Work to be completed: Could you copy every row below verbatim, leaving out the pictures?

━━ Records shown

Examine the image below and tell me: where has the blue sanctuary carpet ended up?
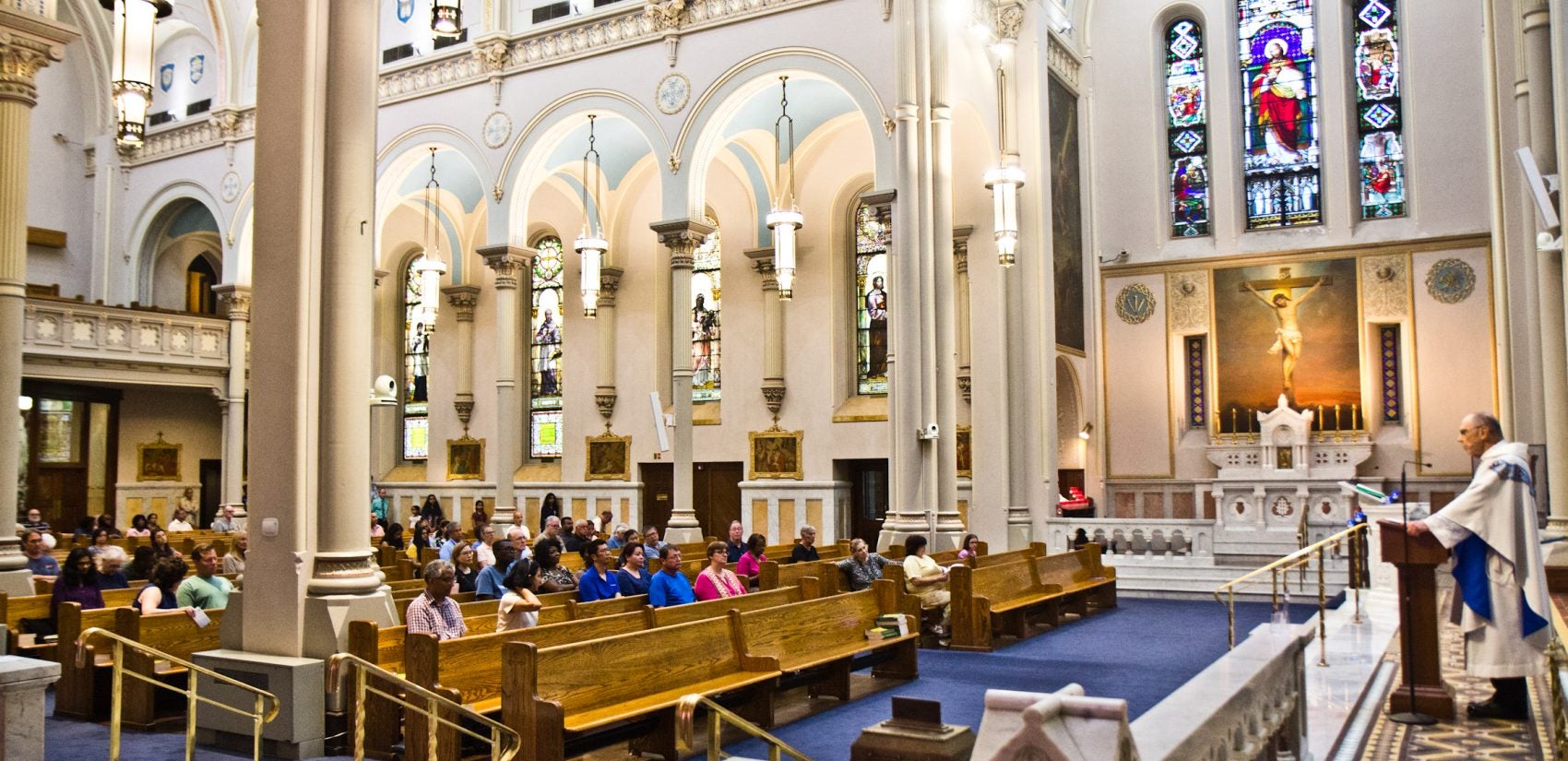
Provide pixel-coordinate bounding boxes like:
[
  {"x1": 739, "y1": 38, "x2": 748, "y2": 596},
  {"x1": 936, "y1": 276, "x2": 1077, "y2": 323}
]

━━━━

Response to this exercise:
Examine the image below and tell me: where has the blue sanctuary carpet ended up?
Provide pixel-coordinate bounding boxes like:
[
  {"x1": 739, "y1": 38, "x2": 748, "y2": 596},
  {"x1": 936, "y1": 276, "x2": 1077, "y2": 323}
]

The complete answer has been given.